▸ **What this exercise asks**
1. Print the section of the article on India's used car market that opens with the words containing "New car sales" and closes with "newer car models.".
2. In the article on India's used car market, how many units are used car sales in India expected to reach by the financial year 2025-2026, according to RedSeer research?
3. Please pick up the article on India's used car market after its final sentence and continue it.

▸ **Exercise passage**
%%
The chip shortage is helping India’s used car market

New car sales dipped 13% in the financial year ended in March 2021 in comparison with the previous year, followed by one of the worst festive decades in November. Not only did the pandemic reduce demand, but so did an ongoing global chip shortage that has increased the waiting period for newer car models.

Players in the pre-owned car space believe that these struggles will work in their favour.

“The demand for used vehicles has also been boosted by supply chain issues for new vehicles where semiconductor shortage has resulted in long waiting periods for several new models,” said Singh, of Droom, who is expecting to see buyers in the country’s tier 2 and tier 3 cities turn to used cars, as well as an increased preference for “larger vehicles like SUVs.”

Additionally, inflation hovering at nearly 5% is steering customers towards used cars. ”Consumer price levels are on the rise in India owing to the post-pandemic inflation effect. Pre-owned cars are relatively cheaper than new ones and hence can save money,” said Siddharth Maurya, an investment fund manager working independently. “Moreover, now there is no stigma associated with preowned cars, which is further giving a positive push to the demand.”

According to RedSeer research, by the financial year 2025-2026, used car sales in India are expected to grow to 8.3 million units, posting double-digit growth each year.
%%
[Region pointing items]
%%
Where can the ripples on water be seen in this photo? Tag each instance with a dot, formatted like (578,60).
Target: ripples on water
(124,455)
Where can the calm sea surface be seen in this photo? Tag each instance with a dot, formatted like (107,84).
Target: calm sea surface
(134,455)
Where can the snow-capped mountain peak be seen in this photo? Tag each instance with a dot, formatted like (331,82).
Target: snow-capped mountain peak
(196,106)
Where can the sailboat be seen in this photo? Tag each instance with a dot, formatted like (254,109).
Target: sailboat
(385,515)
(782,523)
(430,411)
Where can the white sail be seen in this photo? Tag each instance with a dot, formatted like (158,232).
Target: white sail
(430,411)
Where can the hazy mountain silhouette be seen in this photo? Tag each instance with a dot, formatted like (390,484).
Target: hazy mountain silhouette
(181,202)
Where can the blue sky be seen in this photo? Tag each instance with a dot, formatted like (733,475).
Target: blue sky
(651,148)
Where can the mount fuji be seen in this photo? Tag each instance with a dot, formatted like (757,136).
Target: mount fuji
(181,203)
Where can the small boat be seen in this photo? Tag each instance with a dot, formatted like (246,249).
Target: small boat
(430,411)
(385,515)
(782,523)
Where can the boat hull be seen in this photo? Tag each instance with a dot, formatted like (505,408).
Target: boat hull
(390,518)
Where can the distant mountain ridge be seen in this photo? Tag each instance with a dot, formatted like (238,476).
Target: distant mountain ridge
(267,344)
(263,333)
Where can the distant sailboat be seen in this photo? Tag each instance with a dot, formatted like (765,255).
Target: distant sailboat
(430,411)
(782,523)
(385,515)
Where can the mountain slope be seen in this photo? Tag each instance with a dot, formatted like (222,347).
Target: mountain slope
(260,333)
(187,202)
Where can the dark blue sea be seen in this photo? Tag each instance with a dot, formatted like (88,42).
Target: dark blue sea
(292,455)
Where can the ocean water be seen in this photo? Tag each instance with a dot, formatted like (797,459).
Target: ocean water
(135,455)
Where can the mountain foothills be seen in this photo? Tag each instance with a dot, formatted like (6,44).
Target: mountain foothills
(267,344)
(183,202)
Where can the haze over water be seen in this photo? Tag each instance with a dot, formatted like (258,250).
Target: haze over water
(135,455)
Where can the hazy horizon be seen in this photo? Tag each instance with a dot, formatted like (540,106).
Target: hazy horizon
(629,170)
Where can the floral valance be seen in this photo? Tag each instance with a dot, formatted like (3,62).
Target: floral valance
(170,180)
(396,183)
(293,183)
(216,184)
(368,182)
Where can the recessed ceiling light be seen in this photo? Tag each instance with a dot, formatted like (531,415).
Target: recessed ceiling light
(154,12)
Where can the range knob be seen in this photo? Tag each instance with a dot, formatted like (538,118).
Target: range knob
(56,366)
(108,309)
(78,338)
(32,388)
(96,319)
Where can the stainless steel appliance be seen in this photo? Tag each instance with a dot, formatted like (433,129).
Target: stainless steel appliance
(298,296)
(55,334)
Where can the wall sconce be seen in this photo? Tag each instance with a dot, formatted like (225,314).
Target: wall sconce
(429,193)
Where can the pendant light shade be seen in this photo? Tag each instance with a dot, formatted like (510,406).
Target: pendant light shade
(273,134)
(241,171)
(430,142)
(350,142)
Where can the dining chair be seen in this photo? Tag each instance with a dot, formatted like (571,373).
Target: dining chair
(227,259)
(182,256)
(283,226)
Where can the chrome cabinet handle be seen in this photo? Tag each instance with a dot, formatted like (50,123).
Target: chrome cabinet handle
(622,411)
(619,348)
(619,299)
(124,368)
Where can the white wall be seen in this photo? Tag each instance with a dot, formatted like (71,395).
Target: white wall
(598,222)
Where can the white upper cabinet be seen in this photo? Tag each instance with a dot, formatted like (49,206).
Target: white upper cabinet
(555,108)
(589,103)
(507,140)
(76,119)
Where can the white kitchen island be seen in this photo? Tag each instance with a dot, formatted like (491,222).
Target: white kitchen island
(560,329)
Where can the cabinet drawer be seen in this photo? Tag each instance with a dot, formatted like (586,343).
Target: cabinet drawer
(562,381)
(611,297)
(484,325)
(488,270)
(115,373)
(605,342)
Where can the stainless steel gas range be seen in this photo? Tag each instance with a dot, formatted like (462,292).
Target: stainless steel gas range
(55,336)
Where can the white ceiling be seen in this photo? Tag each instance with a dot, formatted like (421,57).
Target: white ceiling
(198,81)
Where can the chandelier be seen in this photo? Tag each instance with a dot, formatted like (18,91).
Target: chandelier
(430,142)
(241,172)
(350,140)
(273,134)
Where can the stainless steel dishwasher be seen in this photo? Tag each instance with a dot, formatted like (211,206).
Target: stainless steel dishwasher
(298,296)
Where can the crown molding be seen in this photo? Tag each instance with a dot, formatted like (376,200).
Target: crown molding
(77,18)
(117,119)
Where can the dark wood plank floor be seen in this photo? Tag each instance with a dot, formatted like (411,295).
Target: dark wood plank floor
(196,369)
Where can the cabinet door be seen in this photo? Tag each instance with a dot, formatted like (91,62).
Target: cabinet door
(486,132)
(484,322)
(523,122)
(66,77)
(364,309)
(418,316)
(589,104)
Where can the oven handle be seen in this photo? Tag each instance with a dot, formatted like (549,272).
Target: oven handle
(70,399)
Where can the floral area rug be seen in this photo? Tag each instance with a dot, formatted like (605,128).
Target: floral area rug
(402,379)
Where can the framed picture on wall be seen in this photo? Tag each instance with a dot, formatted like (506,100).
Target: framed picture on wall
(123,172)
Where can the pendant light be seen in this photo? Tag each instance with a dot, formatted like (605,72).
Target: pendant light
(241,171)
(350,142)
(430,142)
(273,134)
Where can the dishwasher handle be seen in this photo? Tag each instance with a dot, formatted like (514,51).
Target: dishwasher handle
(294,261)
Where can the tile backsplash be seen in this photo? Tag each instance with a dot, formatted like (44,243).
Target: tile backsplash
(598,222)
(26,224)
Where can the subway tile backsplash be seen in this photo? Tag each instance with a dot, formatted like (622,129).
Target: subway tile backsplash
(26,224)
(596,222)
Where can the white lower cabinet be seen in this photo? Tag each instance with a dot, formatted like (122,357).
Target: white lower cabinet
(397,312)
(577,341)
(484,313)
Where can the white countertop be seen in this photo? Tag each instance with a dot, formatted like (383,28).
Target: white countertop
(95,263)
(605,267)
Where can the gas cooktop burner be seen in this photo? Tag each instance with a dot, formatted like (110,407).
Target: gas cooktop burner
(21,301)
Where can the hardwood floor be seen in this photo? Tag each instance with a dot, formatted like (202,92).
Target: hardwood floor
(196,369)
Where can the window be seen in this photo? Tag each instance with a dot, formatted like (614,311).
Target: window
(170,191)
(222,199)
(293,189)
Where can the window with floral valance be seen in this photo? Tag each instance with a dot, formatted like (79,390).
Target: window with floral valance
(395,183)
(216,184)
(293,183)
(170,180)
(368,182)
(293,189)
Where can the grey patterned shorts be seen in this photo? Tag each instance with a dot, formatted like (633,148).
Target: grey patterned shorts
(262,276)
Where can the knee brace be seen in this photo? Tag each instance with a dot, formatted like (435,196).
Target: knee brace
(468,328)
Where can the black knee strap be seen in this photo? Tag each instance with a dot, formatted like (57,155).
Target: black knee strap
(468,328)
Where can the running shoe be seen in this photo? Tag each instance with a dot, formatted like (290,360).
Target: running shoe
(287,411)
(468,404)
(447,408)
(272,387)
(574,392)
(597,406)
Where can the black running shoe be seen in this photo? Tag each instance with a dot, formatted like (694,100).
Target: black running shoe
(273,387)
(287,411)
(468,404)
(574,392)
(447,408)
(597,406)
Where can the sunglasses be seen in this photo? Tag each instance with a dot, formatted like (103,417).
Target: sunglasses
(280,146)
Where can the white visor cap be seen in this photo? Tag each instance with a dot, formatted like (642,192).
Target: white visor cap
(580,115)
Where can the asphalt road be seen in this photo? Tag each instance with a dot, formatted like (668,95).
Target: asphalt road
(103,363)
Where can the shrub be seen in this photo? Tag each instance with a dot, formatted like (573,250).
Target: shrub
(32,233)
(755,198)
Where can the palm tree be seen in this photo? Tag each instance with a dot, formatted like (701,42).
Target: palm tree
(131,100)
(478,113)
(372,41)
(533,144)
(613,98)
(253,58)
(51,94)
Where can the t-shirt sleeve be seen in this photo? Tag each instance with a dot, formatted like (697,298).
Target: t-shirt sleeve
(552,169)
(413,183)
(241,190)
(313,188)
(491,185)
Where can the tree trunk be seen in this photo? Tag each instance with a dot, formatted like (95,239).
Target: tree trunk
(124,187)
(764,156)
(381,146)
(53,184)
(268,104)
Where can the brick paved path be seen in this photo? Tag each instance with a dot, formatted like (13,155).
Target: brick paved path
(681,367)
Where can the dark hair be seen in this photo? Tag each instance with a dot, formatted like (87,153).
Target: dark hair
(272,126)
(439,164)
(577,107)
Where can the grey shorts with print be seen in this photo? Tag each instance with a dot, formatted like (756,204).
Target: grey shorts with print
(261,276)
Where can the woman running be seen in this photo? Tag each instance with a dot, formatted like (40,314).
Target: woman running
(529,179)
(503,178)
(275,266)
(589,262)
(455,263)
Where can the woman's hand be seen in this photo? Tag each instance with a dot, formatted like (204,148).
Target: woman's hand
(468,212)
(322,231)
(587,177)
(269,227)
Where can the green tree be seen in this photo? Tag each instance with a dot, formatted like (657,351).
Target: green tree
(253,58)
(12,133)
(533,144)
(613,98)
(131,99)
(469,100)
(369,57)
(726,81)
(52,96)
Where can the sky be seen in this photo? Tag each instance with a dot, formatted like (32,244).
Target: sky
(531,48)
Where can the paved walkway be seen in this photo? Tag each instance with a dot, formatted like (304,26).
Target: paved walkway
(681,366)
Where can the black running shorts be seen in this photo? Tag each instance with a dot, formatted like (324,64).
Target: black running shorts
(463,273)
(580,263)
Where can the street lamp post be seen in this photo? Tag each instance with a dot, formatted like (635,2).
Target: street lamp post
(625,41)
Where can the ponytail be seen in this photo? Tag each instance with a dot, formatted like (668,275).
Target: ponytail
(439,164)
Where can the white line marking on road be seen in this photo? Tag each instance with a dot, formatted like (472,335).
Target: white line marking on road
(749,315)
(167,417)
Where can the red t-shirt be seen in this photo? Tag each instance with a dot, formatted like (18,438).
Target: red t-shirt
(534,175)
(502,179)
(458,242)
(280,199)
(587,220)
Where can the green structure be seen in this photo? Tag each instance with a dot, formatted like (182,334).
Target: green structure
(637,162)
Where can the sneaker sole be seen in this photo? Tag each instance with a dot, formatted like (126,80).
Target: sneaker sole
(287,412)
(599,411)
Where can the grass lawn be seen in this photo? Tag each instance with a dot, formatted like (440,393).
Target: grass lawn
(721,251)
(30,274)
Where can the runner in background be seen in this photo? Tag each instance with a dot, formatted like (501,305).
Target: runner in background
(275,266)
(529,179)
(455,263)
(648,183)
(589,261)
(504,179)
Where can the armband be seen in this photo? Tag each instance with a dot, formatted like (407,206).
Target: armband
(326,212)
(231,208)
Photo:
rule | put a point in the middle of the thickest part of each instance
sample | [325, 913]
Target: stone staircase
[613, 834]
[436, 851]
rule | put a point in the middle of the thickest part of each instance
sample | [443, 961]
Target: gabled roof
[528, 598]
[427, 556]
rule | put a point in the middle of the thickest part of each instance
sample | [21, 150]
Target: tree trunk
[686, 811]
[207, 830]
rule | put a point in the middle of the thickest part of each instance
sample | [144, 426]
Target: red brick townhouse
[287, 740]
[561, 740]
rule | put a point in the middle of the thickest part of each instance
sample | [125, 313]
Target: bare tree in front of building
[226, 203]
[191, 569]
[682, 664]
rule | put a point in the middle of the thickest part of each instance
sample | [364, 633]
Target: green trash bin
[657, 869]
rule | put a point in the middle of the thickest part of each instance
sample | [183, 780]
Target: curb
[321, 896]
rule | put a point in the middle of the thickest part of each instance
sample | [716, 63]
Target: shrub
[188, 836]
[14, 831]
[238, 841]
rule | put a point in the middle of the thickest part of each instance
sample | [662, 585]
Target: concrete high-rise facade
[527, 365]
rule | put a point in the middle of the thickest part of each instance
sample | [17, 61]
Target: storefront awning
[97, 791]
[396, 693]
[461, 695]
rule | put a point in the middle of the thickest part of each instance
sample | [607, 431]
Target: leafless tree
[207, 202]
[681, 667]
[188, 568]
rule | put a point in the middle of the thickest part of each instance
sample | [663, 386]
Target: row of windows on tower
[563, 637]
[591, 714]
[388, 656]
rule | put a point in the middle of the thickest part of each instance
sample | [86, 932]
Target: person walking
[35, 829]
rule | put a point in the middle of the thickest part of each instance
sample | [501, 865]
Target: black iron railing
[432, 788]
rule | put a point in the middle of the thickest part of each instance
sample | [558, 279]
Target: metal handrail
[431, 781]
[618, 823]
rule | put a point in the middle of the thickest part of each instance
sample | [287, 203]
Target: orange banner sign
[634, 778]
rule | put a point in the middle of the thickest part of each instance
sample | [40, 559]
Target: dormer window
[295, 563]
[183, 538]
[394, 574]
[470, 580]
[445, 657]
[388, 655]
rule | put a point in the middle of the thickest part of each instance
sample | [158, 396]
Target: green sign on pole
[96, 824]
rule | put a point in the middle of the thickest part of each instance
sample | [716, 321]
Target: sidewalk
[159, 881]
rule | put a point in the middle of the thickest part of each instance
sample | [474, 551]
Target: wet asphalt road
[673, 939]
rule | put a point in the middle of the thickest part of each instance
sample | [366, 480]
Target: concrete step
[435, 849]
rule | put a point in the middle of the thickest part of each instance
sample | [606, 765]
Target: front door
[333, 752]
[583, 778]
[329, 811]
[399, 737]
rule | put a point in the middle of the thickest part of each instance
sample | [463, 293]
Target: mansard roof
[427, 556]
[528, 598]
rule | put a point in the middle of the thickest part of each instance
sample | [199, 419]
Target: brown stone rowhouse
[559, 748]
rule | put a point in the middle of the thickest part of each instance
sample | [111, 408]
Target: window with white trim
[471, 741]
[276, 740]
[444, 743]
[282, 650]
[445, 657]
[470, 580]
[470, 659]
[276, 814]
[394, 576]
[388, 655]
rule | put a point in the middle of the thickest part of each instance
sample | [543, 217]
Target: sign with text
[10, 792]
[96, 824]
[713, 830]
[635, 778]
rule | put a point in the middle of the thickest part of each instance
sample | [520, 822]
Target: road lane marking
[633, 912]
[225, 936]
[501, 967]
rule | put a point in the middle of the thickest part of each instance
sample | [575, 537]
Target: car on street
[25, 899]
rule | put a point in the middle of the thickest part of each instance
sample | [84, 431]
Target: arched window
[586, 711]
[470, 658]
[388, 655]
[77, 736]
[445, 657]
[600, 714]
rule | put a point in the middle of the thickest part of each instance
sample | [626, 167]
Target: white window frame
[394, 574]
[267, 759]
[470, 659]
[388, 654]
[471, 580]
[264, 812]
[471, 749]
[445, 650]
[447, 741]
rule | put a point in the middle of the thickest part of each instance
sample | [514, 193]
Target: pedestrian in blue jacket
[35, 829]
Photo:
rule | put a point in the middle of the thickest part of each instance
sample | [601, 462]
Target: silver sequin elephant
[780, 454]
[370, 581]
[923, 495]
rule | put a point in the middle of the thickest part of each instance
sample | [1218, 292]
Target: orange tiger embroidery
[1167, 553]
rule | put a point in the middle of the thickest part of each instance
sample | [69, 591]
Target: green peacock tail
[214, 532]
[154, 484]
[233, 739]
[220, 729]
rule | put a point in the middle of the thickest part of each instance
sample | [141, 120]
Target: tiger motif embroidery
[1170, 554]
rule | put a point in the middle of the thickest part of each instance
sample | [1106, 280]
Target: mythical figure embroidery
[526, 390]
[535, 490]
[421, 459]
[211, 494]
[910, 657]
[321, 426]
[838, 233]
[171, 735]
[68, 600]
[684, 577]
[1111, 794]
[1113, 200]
%%
▸ **Solved problems**
1.
New car sales dipped 13% in the financial year ended in March 2021 in comparison with the previous year, followed by one of the worst festive decades in November. Not only did the pandemic reduce demand, but so did an ongoing global chip shortage that has increased the waiting period for newer car models.

2. 8.3 million units.

3.
The strong numbers are drawing more mainstream auto firms to the space. For instance, South Korean auto major Kia is expected to set up a used-car venture in India by 2022.

“If you look at the scenario today, what I understand is that the used car market is about 1.4 times the new car market and, come 2025, this is projected to be almost two times the new car market. So there is tremendous potential that we can see in this area,” Hardeep Singh Brar, vice president and head of marketing and sales, Kia India said at an event last year.

Challenges for the used-car market in India

The swell in demand led to a supply crunch in 2021 for the most popular used car models. But industry players say this issue is already resolving itself.

“The supply crunch has moderated in 2021 compared to the post-lockdown period in 2020. The increase in prices of used vehicles helped bring in more supply to the market, which made the supply crunch more manageable,” Singh of Droom, argued.